Jane refuses to come to hospital, even though we explain that narcan has a short half-life, and the effects will wear off soon.
‘I’ll be with Mike,’ she says. ‘I’ll be fine.’
She signs our release papers, and we leave. As soon as we’re back in the cab, we request some off-road time to fill in a Vulnerable Child form back on base.

The two women we passed in the lobby are exercising their dogs on the slopes in front of the tower block. They play out spools of line to let the dogs wander on the grass, chatting watchfully as the white woolly heads bob up and down, like miniature sheep, grazing.
‘They must shampoo those dogs every day,’ Rae says.
‘And blow dry them.’
I imagine the dogs standing patiently in an aluminium sink, suffering jug after jug of warm, cleansing water to wash the suds and the dirt away.
Good, clean, safe little dogs.

I wonder which floor they live on.

7 comments:

petrolhead said...

I really hope Jane's OK, and the family get the help they need from social services - they don't like taking kids away from their parents, it's a last resort!

And those dogs sound gross, I wonder if their owners would accidentally sit on them...? ;)

uphilldowndale said...

I can't pretend to understand how a mum could expose her child to such danger, it seems to go against all nature.....

Spence Kennedy said...

Hey PH!
Social services are in an unenviable position, and it's not often clear what's best to be done. But in this case I would've thought it was pretty clear cut. I hope they take steps to make sure that Josh is well out of harms way.

As far as the dogs went (and I don't think that was ever very far), I think they were more in danger from being hand fed marshmallow treats than being sat on. ;0/

Hey UHDD
I know what you mean. An incredible duality. I don't doubt that she cared for Josh, but it's just that scoring heroin seemed to be her overriding concern.

In the light of Baby P, I didn't hesitate to make our concerns official, despite her protestations. I just hope they're acted on promptly.

SKx

loveinvienna said...

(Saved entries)
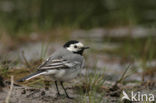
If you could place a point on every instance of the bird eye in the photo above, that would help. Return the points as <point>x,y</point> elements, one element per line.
<point>75,46</point>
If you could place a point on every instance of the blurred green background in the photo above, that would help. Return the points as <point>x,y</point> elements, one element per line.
<point>31,15</point>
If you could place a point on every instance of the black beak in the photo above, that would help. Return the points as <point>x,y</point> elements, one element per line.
<point>86,47</point>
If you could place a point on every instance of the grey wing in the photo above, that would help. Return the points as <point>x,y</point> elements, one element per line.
<point>57,64</point>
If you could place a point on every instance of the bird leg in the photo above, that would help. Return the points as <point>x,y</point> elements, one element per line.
<point>58,93</point>
<point>65,90</point>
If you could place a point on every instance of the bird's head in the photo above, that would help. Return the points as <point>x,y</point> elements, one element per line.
<point>75,46</point>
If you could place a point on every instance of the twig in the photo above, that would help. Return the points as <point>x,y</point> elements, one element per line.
<point>25,60</point>
<point>10,91</point>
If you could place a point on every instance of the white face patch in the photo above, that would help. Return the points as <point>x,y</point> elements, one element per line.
<point>75,47</point>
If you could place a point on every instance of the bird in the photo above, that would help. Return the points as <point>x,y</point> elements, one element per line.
<point>63,65</point>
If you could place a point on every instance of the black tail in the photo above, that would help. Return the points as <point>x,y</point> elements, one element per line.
<point>38,73</point>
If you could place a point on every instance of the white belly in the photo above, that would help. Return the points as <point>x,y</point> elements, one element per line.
<point>65,74</point>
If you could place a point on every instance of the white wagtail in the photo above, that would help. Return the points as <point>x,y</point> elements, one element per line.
<point>63,65</point>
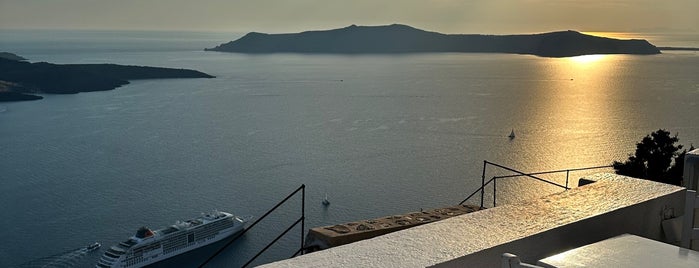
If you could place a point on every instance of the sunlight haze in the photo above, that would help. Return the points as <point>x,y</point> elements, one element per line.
<point>446,16</point>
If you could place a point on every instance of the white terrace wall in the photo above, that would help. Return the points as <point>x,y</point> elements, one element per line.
<point>532,230</point>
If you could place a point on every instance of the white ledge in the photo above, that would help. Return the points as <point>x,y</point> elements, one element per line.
<point>611,206</point>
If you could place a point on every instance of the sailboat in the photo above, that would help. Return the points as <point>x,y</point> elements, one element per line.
<point>325,201</point>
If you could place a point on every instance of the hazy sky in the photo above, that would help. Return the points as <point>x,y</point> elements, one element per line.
<point>448,16</point>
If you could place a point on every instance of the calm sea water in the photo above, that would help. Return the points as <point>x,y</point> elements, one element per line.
<point>381,135</point>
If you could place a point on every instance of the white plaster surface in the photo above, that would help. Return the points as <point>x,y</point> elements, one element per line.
<point>446,240</point>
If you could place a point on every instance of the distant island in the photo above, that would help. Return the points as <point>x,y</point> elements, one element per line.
<point>398,38</point>
<point>20,80</point>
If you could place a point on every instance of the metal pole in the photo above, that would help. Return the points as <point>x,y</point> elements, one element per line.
<point>495,182</point>
<point>483,182</point>
<point>303,215</point>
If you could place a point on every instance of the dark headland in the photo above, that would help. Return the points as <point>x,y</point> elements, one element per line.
<point>398,38</point>
<point>19,79</point>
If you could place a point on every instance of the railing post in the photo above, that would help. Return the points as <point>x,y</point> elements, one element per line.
<point>483,182</point>
<point>303,214</point>
<point>495,182</point>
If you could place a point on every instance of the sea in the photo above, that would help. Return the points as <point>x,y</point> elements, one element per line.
<point>378,134</point>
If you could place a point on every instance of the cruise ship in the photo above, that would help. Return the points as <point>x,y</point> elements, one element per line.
<point>150,246</point>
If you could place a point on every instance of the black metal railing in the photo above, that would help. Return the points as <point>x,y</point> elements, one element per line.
<point>533,175</point>
<point>301,220</point>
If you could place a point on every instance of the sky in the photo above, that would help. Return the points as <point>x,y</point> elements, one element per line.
<point>276,16</point>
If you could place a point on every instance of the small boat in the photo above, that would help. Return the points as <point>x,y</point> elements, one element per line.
<point>325,201</point>
<point>93,247</point>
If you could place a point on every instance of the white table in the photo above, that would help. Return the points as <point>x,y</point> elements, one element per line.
<point>624,251</point>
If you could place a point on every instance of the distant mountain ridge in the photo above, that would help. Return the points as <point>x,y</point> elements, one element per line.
<point>19,79</point>
<point>397,38</point>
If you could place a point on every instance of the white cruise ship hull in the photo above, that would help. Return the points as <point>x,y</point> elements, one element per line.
<point>170,242</point>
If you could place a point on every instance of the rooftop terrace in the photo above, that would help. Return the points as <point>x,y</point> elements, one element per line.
<point>533,230</point>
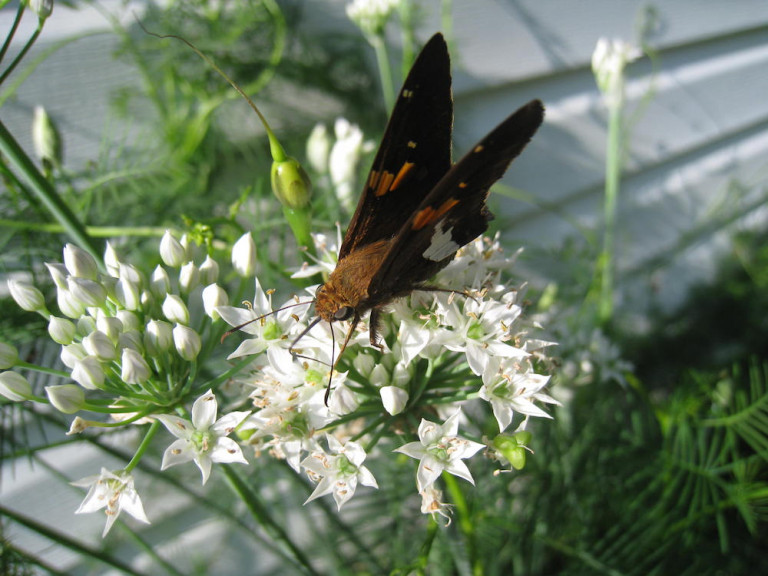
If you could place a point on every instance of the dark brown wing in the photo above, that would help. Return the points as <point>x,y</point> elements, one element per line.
<point>414,154</point>
<point>454,212</point>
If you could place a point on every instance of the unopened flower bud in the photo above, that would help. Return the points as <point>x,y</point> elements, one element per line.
<point>89,292</point>
<point>78,425</point>
<point>187,342</point>
<point>158,337</point>
<point>291,184</point>
<point>318,148</point>
<point>68,398</point>
<point>9,356</point>
<point>213,296</point>
<point>135,369</point>
<point>27,296</point>
<point>58,273</point>
<point>393,399</point>
<point>79,263</point>
<point>46,139</point>
<point>71,354</point>
<point>111,261</point>
<point>209,271</point>
<point>88,373</point>
<point>61,330</point>
<point>98,344</point>
<point>128,294</point>
<point>189,277</point>
<point>172,252</point>
<point>244,256</point>
<point>175,310</point>
<point>128,319</point>
<point>43,8</point>
<point>159,283</point>
<point>14,386</point>
<point>68,304</point>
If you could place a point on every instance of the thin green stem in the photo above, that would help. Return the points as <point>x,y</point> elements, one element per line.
<point>23,53</point>
<point>385,72</point>
<point>612,184</point>
<point>143,446</point>
<point>44,192</point>
<point>12,32</point>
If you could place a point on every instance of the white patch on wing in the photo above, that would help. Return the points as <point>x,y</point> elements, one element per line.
<point>442,245</point>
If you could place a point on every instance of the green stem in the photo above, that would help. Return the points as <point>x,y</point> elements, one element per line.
<point>612,184</point>
<point>12,33</point>
<point>45,193</point>
<point>464,521</point>
<point>143,446</point>
<point>23,52</point>
<point>385,73</point>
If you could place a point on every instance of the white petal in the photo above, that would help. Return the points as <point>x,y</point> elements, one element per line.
<point>179,452</point>
<point>204,411</point>
<point>227,450</point>
<point>458,468</point>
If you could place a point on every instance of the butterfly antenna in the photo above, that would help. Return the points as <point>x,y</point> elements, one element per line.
<point>213,65</point>
<point>257,319</point>
<point>341,352</point>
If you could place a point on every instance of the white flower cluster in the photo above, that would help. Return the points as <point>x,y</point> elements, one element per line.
<point>133,338</point>
<point>473,345</point>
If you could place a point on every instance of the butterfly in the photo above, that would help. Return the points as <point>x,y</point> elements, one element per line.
<point>417,208</point>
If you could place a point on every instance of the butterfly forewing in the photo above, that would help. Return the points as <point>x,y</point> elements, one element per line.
<point>415,151</point>
<point>454,212</point>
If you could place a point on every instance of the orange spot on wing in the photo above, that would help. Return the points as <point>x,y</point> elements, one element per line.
<point>428,215</point>
<point>384,184</point>
<point>407,167</point>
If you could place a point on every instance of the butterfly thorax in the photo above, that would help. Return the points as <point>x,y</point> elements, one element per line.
<point>347,288</point>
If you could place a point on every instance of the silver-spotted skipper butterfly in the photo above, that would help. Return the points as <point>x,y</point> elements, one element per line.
<point>418,208</point>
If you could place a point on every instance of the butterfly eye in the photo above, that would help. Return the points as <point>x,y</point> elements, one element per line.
<point>343,313</point>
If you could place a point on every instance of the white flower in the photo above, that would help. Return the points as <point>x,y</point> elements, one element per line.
<point>175,310</point>
<point>431,503</point>
<point>338,472</point>
<point>509,390</point>
<point>67,398</point>
<point>113,491</point>
<point>214,296</point>
<point>79,263</point>
<point>440,449</point>
<point>204,439</point>
<point>244,256</point>
<point>187,342</point>
<point>134,369</point>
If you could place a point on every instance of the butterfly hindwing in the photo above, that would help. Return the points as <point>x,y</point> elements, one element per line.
<point>414,154</point>
<point>454,212</point>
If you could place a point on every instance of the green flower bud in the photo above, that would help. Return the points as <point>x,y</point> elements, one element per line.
<point>79,263</point>
<point>9,356</point>
<point>27,296</point>
<point>135,369</point>
<point>14,386</point>
<point>291,184</point>
<point>175,310</point>
<point>172,252</point>
<point>187,342</point>
<point>45,136</point>
<point>68,398</point>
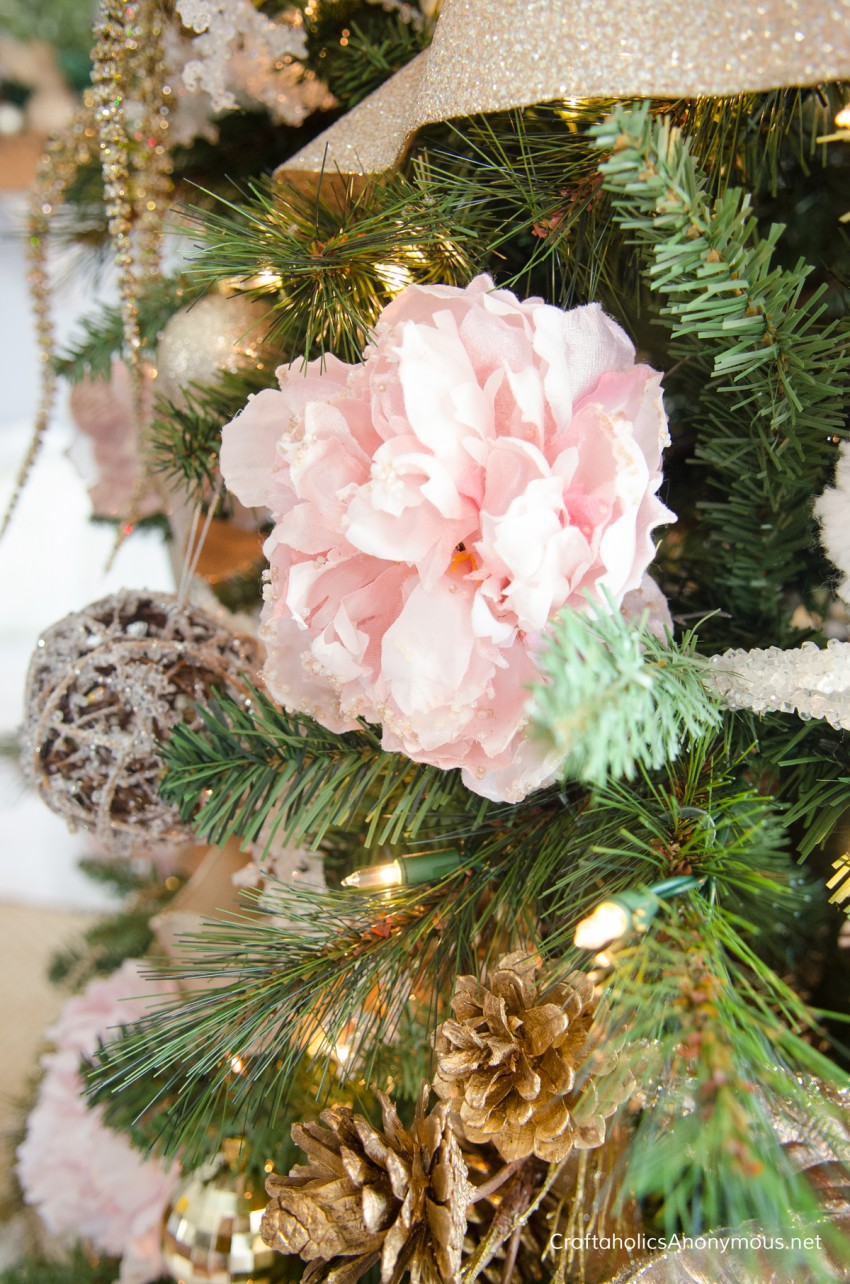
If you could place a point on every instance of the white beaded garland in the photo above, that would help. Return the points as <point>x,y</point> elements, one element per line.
<point>809,681</point>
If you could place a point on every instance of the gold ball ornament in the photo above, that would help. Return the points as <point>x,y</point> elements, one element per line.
<point>211,1233</point>
<point>105,686</point>
<point>218,333</point>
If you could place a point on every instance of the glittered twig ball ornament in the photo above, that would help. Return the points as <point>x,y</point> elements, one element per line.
<point>105,686</point>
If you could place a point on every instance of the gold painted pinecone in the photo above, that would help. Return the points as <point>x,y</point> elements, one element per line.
<point>507,1065</point>
<point>393,1197</point>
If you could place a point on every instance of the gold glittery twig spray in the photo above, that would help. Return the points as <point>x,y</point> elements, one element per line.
<point>127,73</point>
<point>125,117</point>
<point>57,168</point>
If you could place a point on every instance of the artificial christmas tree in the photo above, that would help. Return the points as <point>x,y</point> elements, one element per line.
<point>536,426</point>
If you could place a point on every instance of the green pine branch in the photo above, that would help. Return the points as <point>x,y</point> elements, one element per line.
<point>78,1267</point>
<point>328,262</point>
<point>184,441</point>
<point>355,48</point>
<point>89,355</point>
<point>731,1052</point>
<point>773,403</point>
<point>614,697</point>
<point>117,936</point>
<point>699,815</point>
<point>244,765</point>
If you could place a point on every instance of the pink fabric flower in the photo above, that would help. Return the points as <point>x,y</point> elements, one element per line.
<point>107,450</point>
<point>487,464</point>
<point>87,1181</point>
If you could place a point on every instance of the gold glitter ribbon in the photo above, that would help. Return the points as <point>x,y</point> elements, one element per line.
<point>489,57</point>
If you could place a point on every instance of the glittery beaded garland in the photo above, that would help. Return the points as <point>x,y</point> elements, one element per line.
<point>105,686</point>
<point>488,57</point>
<point>809,681</point>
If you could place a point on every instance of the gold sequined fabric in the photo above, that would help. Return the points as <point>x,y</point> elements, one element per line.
<point>488,57</point>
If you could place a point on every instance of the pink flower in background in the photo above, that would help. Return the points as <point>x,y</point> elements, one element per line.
<point>85,1180</point>
<point>487,464</point>
<point>107,448</point>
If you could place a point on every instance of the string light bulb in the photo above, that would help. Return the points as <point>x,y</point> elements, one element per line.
<point>629,912</point>
<point>405,871</point>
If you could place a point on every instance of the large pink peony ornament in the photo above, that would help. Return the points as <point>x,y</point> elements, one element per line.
<point>488,462</point>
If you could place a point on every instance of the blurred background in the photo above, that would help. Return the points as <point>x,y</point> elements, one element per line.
<point>52,560</point>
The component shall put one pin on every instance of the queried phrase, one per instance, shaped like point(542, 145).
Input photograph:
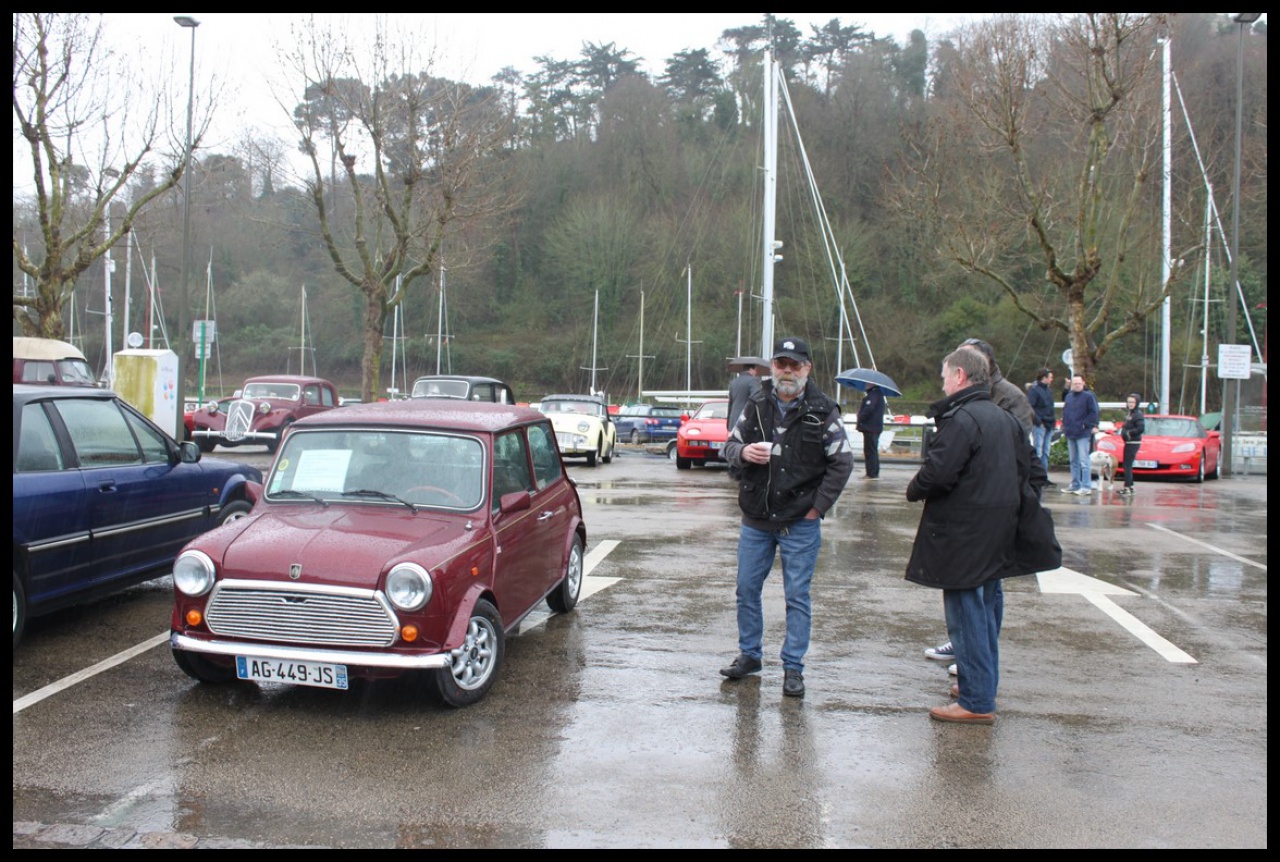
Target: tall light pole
point(1242, 19)
point(183, 309)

» Directions:
1. Give the names of all the commenters who appear beneath the post about Jane's narcan call.
2. Carry on the post about Jane's narcan call and its comment thread from the point where it stops.
The saved entries come from a separate source.

» Answers by item number:
1. petrolhead, uphilldowndale, Spence Kennedy, loveinvienna

2.
I feel sorry for the poor woman and I also get the impression she loves her little boy... but if she really cared about him so very much, why did she shoot up in front of him? I know that makes it out to be much more simplistic than it really is and there is more to it than that, but she obviously doesn't want to lose the child, so why doesn't she at least wait until he IS with his grandma before doing junk? Can't she see what you see when you come to save her from herself yet again?

A right mess but the way forwards is clear to all onlookers I suspect. Social services have to get involved.

Liv xxx

Spence Kennedy said...

Hi Liv
It is so hard to understand the power that heroin has over people, to the extent that someone would jeopardize the welfare of their own child for the sake of the next fix. It's an indication of the potency of the drug, I suppose (and perhaps a measure of the pain that they need to distance themselves from so completely).

Very difficult and sad - but I agree - an urgent case for intervention.

Charles said...

Incredible blog! I just stumbled across it tonight from an entry on another blog, but I read through all your 2009 posts tonight and enjoyed them immensely. I'll certainly be coming back to read more later. I just started an EMT course in the US, and stories like these inspire me. Beautiful writing, and you certainly seem to have a gift for noticing the poignant sides of what could be completely dreary scenes.

Spence Kennedy said...

Hey Charles!

Thanks v much!

Good luck with the course. I think it's a great thing to do.

You're right. On the face of it these scenes are often completely dreary and depressing. Looking back over them all it's difficult to figure out how you keep sane, sometimes. But in each case there are redeeming aspects, surprising sometimes. Looking for them is always an interesting diversion!